### Provided passage:
<<<<
A life-saving dog that has attended nearly 50 call-outs as a member of Keswick mountain rescue team and the Lake District Mountain Rescue Search Dogs has retired from duty.
Bracken, a dark brown fluffy tri-coloured collie with a striking white blaze up his face, has enjoyed a near 12-year career working on the fells with his handler Elly Whiteford.
One of his most memorable rescues happened when he found an elderly diabetic man who had been missing for two cold winter nights in west Cumbria
The police, Cockermouth mountain rescue team and local people had all attempted to find the man and despite their best efforts , the gentleman had not been found and the search dogs were called in to assist.
“We were searching fields separated by deep tidal ditches and scrub,” said Elly.
“It was mid to late afternoon and we had been searching for over five hours and when heading to investigate a sighting of a black hat, that some locals had told me about, Bracken found the gentleman in an area of rough ground in a field that had already been searched earlier that day.
>>>>
### Problem set:
**1.** List the groups that, according to the passage about the retiring rescue dog, had tried to find the missing man before the search dogs were called in.
**2.** Resume the passage about the retiring rescue dog Bracken, picking up right after its final sentence.

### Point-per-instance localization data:
<<<<
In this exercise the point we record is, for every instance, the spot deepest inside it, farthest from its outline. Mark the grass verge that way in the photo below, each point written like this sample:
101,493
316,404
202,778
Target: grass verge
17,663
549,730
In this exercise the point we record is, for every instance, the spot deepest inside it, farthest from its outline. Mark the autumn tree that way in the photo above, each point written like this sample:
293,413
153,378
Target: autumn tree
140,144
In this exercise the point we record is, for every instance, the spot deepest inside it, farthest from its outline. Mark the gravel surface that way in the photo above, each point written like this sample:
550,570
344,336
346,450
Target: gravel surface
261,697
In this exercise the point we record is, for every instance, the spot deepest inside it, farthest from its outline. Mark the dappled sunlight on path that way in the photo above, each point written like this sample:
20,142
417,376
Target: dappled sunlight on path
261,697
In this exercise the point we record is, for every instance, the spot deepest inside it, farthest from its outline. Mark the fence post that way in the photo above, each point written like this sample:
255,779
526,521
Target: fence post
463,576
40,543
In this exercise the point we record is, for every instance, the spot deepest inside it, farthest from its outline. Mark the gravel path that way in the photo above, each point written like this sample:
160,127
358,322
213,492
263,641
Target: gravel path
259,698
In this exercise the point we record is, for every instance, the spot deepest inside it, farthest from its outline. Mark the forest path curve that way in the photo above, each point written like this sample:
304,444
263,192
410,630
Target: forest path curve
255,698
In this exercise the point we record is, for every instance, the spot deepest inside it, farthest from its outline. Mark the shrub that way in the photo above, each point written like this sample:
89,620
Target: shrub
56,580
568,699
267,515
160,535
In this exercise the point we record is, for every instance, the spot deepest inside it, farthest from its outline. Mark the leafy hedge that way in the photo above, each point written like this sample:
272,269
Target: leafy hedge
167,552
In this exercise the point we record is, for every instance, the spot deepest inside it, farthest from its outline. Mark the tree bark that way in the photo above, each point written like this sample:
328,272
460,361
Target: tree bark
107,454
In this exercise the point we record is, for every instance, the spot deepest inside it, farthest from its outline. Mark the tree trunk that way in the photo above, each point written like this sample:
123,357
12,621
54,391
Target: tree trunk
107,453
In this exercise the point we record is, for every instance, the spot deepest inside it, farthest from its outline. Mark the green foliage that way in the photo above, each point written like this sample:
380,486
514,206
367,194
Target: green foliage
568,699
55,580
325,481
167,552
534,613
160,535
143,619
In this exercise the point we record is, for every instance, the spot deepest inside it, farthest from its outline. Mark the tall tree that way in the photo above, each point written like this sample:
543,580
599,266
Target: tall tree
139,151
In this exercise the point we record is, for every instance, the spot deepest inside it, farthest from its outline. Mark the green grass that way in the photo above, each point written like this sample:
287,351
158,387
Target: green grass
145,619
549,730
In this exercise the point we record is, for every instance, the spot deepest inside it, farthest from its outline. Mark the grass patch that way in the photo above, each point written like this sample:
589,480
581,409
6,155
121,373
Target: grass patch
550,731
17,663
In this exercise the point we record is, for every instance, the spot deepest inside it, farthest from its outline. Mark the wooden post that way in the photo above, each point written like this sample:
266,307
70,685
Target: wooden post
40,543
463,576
>>>>
<<<<
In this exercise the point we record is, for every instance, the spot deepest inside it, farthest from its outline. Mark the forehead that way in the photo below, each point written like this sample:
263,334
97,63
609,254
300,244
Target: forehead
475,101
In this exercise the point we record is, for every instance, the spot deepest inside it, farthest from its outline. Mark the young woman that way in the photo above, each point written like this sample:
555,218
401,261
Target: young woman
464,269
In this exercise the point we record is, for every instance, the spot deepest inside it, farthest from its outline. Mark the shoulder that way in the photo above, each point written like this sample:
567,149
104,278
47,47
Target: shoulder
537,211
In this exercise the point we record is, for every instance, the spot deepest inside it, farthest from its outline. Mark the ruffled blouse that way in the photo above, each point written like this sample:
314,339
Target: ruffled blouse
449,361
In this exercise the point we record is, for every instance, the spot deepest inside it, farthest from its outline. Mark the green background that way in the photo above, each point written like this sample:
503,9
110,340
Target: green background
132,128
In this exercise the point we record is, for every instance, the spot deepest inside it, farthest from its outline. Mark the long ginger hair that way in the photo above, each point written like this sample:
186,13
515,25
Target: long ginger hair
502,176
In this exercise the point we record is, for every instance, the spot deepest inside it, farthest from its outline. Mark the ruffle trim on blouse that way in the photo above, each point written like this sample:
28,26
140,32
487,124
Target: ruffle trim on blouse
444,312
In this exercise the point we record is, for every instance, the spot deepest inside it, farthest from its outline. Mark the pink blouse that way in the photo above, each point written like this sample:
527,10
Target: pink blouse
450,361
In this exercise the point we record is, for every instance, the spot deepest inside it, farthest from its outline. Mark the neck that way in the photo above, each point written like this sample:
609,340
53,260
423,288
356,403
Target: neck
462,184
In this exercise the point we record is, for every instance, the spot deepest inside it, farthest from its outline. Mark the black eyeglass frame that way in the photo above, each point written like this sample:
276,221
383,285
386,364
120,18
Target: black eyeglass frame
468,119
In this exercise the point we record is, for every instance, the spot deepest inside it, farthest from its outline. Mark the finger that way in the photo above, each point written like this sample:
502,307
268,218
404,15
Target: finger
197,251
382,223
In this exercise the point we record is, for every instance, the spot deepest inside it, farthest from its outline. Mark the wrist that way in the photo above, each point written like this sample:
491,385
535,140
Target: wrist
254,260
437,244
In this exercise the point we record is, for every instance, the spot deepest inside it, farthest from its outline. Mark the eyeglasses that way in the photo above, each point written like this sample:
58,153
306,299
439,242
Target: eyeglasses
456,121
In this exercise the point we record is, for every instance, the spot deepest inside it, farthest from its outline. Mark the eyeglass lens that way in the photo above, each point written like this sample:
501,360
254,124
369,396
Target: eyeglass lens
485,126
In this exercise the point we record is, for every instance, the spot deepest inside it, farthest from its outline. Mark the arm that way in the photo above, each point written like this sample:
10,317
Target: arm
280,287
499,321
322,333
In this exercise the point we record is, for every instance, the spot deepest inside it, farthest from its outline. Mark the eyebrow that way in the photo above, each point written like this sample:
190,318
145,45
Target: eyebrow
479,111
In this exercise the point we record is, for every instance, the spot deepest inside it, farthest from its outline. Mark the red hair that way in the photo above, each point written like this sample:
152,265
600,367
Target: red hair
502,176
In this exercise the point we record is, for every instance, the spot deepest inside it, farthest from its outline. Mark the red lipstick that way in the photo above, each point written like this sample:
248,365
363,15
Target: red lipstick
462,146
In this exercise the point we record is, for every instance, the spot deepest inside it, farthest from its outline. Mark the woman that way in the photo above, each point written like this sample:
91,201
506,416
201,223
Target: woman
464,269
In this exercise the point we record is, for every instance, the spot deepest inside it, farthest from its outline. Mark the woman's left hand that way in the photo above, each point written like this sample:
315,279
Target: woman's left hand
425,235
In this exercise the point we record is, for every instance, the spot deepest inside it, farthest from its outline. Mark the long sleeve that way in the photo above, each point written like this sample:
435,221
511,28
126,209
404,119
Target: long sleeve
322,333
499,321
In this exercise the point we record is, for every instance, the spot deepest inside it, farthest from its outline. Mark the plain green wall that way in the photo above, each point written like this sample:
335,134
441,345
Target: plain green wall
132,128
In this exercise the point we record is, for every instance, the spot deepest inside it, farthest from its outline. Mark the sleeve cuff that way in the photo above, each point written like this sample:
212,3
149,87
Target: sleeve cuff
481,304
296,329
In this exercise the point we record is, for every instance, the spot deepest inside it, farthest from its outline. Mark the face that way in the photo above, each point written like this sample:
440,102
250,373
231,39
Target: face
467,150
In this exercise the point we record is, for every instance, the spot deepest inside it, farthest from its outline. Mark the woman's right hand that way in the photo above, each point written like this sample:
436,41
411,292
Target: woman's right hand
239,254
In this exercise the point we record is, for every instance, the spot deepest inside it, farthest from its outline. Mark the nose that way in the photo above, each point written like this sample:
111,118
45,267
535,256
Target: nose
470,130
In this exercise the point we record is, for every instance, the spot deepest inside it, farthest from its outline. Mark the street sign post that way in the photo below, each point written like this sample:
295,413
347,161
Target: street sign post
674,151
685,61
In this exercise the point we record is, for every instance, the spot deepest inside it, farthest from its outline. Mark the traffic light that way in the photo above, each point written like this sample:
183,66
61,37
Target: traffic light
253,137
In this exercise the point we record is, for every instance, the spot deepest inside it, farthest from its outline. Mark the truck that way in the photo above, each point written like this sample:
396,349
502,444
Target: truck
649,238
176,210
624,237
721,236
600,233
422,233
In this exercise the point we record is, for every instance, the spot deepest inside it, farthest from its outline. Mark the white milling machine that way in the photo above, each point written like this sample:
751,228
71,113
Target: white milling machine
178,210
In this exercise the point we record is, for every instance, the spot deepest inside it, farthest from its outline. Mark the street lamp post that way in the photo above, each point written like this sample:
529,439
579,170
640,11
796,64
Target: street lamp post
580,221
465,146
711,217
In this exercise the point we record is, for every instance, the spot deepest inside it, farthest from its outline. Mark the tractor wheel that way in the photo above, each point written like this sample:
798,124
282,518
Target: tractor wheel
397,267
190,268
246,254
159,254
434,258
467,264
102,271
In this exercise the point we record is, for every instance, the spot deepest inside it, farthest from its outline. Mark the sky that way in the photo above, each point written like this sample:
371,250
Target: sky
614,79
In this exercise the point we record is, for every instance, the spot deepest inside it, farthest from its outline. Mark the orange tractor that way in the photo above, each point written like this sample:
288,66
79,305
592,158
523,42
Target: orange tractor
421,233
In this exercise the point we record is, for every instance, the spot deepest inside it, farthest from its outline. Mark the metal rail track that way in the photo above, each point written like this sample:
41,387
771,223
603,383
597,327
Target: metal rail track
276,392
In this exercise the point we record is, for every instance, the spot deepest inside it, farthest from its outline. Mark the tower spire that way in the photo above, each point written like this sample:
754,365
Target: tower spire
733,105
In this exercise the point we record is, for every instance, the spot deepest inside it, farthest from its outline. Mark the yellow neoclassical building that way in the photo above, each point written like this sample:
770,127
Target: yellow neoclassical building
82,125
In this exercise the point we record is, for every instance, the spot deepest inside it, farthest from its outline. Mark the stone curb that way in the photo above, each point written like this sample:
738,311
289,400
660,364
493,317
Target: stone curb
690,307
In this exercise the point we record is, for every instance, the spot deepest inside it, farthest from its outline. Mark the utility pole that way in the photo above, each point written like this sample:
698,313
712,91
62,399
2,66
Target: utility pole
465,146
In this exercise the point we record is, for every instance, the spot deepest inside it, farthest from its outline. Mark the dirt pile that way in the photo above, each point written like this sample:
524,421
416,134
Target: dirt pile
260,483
>>>>
<<<<
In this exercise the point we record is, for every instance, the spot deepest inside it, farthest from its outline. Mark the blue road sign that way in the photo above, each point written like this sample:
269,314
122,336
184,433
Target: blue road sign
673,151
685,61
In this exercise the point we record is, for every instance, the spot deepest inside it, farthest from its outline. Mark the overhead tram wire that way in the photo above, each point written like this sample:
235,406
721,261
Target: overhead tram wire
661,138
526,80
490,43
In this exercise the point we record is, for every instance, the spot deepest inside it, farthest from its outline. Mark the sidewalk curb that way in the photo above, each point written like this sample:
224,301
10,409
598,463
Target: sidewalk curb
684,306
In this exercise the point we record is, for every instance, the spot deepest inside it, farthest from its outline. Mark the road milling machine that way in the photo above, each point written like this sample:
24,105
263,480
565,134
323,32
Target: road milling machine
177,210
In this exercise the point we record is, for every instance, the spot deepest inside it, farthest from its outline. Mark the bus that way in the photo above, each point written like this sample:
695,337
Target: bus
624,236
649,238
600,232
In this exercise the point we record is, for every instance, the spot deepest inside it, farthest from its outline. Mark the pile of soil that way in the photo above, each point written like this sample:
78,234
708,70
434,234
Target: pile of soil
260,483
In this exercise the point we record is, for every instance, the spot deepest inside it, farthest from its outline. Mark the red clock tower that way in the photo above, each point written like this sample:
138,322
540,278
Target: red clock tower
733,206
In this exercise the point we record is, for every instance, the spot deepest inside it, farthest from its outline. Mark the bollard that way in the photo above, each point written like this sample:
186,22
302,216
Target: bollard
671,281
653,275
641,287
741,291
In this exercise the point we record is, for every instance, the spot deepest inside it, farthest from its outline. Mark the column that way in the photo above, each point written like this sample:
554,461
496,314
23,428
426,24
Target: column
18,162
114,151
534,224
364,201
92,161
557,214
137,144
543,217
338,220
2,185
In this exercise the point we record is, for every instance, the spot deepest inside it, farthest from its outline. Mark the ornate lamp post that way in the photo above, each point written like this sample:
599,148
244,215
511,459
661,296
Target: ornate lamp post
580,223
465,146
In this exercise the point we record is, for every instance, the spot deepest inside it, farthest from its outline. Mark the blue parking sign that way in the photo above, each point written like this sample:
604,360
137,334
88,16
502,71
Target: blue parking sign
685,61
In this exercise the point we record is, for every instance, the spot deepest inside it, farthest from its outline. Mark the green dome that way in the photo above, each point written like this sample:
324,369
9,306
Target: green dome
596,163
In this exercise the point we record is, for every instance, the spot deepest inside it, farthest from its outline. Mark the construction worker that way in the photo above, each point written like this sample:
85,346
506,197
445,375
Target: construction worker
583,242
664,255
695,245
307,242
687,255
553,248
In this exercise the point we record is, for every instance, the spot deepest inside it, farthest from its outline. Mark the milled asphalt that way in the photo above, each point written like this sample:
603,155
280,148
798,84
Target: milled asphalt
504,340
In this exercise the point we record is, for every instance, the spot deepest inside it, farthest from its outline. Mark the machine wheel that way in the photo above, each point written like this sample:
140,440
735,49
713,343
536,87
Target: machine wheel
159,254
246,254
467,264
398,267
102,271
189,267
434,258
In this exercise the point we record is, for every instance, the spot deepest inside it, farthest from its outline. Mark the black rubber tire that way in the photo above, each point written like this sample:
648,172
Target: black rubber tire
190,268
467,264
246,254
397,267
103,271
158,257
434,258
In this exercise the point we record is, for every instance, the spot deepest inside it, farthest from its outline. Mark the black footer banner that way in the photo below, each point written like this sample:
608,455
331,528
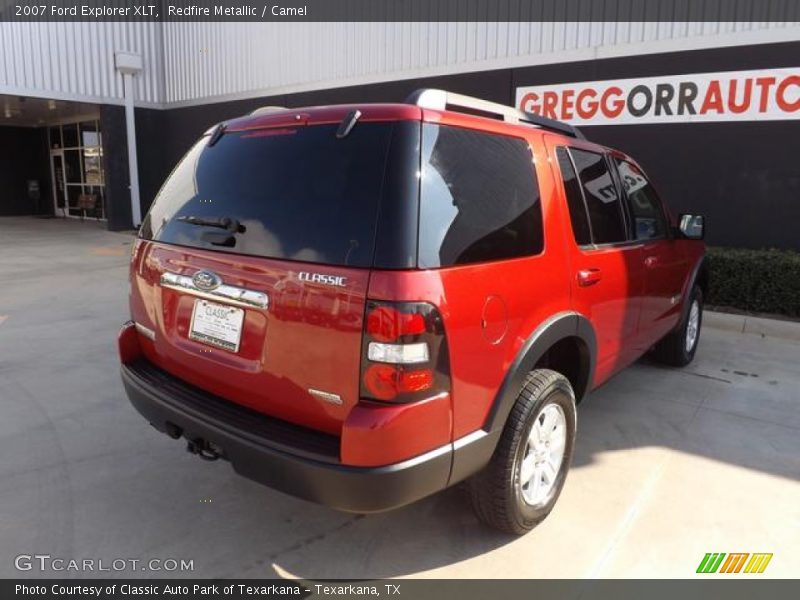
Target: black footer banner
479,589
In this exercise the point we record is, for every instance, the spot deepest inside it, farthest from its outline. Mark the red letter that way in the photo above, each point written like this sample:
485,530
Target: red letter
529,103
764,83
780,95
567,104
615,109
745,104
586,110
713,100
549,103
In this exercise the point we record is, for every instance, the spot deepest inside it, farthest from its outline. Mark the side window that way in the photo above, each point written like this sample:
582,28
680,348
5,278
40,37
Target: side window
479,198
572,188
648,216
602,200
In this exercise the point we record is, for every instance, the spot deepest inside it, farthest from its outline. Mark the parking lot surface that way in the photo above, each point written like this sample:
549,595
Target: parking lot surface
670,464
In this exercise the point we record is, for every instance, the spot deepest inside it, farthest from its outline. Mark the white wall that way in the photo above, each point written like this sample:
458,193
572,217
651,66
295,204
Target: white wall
>>>>
### Results of the tasks:
**1.** The police, Cockermouth mountain rescue team, and local people.

**2.**
“Bracken was out of sight so I couldn’t see the gentleman until Bracken barked and I saw the flash of his orange jacket and ran towards him.
“I could see a figure lying on the ground along the bottom of the fence and under some vegetation.
“As I approached, he moved and raised his arm.
“He was amazingly alive though severely hypothermic and was flown to hospital in the air ambulance.
“It is hard to describe the emotions when your dog finds a missing person.
“It doesn’t feel quite real at the time and the adrenaline is rushing as you assess the casualty whilst getting on the radio to get information out about location and condition for assistance, then treating the casualty the best you can until more people and equipment arrive along with the medics.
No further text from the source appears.